◆ REQUEST
Locate the line that contains "the small wading". Reproduce it and all following lines up to the end of the material, exactly and with nothing added.

(Records contained in a dataset)
:::::
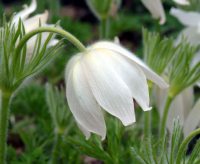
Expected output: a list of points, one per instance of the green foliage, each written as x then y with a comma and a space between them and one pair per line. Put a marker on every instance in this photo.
103, 9
158, 52
181, 73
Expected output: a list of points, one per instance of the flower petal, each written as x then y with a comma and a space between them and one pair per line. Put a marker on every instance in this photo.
108, 88
84, 130
156, 9
120, 50
133, 76
193, 120
25, 12
186, 18
82, 103
71, 63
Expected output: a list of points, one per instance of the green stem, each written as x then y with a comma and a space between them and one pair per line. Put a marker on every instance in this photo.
4, 117
163, 125
147, 125
165, 116
56, 148
104, 28
184, 144
61, 32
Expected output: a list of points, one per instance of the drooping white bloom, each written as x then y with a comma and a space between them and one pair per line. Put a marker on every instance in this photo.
191, 21
33, 23
182, 108
107, 76
182, 2
155, 7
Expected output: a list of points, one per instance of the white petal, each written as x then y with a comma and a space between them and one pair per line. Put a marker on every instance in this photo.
25, 12
82, 103
191, 34
73, 60
182, 2
156, 9
160, 96
34, 22
186, 18
109, 89
133, 76
151, 75
84, 130
193, 119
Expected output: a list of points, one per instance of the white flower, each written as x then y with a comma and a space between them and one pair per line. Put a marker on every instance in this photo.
182, 108
33, 23
182, 2
107, 76
191, 20
155, 7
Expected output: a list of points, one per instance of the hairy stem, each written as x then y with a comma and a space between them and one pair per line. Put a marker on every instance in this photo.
165, 116
55, 152
184, 145
104, 28
55, 30
4, 117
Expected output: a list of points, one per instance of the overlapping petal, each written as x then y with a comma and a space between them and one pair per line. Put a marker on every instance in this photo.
151, 75
110, 77
133, 76
83, 104
108, 88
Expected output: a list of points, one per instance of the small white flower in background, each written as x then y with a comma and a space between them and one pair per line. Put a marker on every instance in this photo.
156, 9
182, 108
191, 20
33, 23
182, 2
107, 76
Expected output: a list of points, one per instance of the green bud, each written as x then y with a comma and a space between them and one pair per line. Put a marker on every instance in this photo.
104, 8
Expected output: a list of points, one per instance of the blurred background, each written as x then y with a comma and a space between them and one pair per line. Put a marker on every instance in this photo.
29, 110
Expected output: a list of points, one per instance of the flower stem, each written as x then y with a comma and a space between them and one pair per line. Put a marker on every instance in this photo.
147, 125
55, 152
184, 144
61, 32
4, 117
165, 115
104, 28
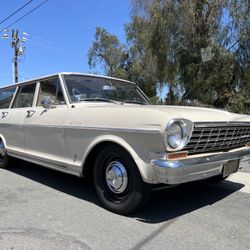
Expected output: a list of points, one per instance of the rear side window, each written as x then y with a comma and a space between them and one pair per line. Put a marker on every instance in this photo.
50, 89
6, 96
25, 96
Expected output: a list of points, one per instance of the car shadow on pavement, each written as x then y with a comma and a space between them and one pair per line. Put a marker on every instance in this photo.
171, 203
66, 183
163, 206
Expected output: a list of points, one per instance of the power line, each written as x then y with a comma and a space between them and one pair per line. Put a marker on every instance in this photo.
19, 9
19, 19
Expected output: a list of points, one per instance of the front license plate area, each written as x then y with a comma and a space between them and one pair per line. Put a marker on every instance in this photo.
230, 167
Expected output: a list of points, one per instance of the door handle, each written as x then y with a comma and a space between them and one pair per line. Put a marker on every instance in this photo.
4, 114
30, 113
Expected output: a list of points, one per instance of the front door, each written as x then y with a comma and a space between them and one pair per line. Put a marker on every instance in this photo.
44, 127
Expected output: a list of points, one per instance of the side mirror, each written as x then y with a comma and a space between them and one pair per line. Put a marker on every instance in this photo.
47, 104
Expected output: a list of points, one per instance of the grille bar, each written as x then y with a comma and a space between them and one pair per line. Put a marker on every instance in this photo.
212, 137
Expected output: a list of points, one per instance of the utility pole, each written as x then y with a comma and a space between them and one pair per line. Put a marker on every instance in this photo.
17, 45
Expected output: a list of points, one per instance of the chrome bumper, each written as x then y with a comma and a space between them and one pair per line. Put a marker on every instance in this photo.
197, 167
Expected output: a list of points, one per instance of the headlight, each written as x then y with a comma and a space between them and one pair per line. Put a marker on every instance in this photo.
177, 134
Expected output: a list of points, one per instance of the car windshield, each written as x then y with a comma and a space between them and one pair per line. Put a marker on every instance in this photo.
89, 88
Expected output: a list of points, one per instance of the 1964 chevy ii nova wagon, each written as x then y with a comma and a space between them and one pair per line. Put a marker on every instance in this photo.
80, 124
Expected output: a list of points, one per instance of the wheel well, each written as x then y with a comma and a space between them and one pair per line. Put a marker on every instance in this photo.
88, 166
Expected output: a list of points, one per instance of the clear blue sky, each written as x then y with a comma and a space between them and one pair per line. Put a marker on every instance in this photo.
61, 32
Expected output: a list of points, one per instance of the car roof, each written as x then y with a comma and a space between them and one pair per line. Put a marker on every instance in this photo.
64, 73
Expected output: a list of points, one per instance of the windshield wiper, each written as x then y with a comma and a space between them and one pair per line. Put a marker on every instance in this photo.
99, 99
134, 102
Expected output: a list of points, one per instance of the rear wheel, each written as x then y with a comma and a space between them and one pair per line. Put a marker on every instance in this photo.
4, 158
118, 183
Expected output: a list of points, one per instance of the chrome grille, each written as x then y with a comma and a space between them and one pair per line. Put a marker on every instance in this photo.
211, 137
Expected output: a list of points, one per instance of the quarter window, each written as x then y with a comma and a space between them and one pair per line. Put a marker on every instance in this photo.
6, 96
51, 89
25, 96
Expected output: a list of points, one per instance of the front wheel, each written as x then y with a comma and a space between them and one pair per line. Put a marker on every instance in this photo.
118, 182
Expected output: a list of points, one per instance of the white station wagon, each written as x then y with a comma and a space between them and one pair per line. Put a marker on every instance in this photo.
85, 124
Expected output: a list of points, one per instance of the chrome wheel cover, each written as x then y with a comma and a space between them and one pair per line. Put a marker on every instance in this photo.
116, 177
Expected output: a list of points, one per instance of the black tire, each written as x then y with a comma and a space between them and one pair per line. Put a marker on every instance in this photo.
137, 192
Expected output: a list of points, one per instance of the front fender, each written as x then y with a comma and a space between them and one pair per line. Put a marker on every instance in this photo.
140, 156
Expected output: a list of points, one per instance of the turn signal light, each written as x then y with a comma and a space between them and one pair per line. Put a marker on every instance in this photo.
177, 155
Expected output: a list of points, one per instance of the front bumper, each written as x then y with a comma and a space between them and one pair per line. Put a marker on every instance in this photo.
197, 167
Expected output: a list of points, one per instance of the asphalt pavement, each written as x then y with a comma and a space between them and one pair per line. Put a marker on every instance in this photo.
45, 209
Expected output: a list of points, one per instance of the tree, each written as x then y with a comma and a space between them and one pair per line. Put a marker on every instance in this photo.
107, 50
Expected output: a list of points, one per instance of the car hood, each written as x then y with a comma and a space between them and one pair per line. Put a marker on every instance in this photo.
197, 114
150, 116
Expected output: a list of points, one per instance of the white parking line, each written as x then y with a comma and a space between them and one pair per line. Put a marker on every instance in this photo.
242, 178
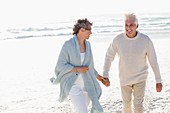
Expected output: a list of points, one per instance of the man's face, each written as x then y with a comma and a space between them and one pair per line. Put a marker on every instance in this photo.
130, 28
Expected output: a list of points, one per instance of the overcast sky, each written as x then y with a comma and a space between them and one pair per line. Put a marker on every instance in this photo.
19, 11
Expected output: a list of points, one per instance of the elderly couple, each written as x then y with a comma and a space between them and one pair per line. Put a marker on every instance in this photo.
79, 80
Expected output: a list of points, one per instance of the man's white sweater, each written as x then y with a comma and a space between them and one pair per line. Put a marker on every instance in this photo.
133, 54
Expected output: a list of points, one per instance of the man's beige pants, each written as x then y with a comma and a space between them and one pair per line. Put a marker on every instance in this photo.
138, 91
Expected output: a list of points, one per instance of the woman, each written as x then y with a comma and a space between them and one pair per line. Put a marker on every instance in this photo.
76, 73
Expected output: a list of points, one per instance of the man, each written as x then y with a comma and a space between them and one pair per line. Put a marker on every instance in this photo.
133, 49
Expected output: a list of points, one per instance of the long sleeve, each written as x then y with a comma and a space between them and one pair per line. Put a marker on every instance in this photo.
109, 57
153, 61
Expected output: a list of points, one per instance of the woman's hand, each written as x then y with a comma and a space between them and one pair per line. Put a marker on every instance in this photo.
80, 69
105, 81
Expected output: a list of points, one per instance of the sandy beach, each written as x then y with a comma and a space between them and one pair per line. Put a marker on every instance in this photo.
26, 65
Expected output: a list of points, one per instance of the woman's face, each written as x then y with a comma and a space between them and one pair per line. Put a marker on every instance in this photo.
130, 28
87, 32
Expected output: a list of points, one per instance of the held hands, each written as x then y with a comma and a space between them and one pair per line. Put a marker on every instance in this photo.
105, 81
158, 87
81, 69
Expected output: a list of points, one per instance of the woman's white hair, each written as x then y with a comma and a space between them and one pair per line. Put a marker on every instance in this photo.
131, 16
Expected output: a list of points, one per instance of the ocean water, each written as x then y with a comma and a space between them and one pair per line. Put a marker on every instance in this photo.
102, 25
26, 65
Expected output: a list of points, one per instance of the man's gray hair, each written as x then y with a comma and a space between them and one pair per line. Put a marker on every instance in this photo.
131, 16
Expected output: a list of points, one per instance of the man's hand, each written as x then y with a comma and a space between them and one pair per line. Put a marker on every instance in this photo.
158, 87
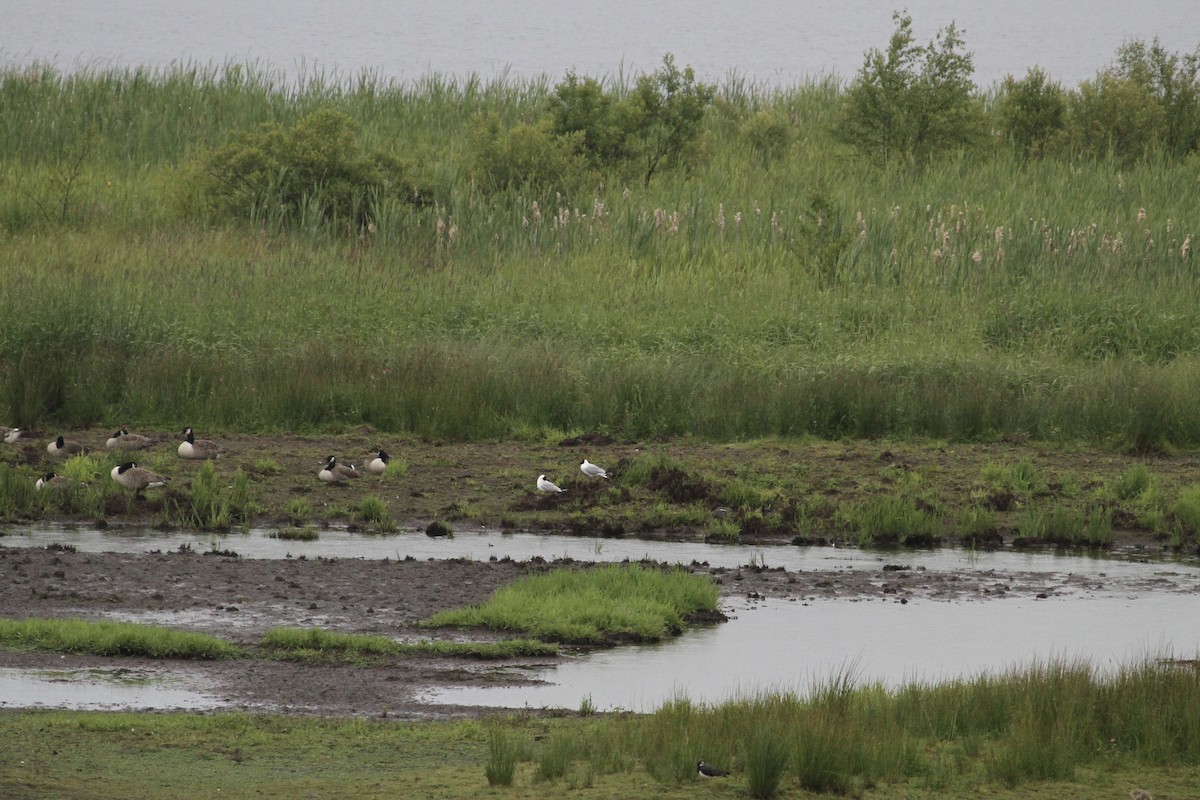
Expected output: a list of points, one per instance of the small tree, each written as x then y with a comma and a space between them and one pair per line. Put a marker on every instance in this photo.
315, 164
1032, 112
582, 108
1174, 82
913, 100
666, 113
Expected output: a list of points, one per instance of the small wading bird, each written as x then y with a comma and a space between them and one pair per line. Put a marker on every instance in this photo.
379, 463
61, 446
16, 434
54, 481
125, 440
334, 473
546, 486
592, 470
132, 476
193, 447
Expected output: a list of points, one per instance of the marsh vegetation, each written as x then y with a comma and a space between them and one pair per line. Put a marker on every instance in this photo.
729, 262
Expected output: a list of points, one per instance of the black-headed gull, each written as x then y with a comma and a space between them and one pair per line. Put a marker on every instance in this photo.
379, 463
592, 470
193, 447
546, 486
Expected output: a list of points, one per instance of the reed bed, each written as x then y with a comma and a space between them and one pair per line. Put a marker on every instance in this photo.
592, 606
107, 638
809, 294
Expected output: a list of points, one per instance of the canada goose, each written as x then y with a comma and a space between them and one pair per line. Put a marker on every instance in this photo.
379, 463
708, 770
592, 470
334, 473
546, 486
193, 447
132, 476
61, 446
54, 481
125, 440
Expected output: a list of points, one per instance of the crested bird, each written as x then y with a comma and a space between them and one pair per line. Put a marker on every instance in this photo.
63, 446
132, 476
193, 447
592, 470
546, 486
379, 463
335, 473
125, 440
708, 770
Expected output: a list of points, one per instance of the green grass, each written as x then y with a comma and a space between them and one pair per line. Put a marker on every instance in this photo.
107, 638
307, 644
979, 296
1047, 731
592, 606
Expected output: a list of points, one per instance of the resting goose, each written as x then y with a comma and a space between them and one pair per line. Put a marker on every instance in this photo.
:::::
◆ RESULT OF THIS TASK
Expected output: a list of points, one per instance of the small wading bird, each written as x then y with a comma and a space between them and one pair per line. Put a marker on every instance in this photo.
379, 463
61, 446
16, 434
54, 481
125, 440
334, 473
546, 486
592, 470
132, 476
193, 447
Expected output: a list of points, one per instance of the marsh vegetation, each written as x then y with a comma and a space between them and one pair per line. Put a marker on every instance in this photo.
729, 262
Expected output: a list of points, one per instance of the black-headed gull, each written as x then y with a comma and a space between them and one pair per line. Put a marker on every instance in this photo.
379, 463
592, 470
193, 447
546, 486
Expected output: a list of points, one per instance of the reed bed, each written as x then y with a comma and a space between them and one pair per line. Put a marker on every instance in this photo.
592, 606
107, 638
809, 294
Expected output: a list of points, one per instance of the canada goose, each written as x then y with a comma and a space between them and one pair per line. Put a marker on every instance in this photo.
379, 463
708, 770
592, 470
334, 473
546, 486
193, 447
132, 476
61, 446
54, 481
125, 440
Expected output: a list of points, one per instance of the crested bird, each written as x then y with a comma and a space between them and one pair per line. Put a marker on every instance in this photo.
63, 446
132, 476
193, 447
592, 470
546, 486
379, 463
335, 473
125, 440
708, 770
Expected output: a list of points, one per instance of the green grass, each written as x then y with a comma and a space between them and one pair per line. Put a marker on every instance in this photo.
107, 638
307, 644
979, 296
1047, 731
592, 606
Expected output: a list of points, one per instance of the resting goose, each written as x then y with a comma and a space between them and one pair per line. Put a marker on every instance in this photo.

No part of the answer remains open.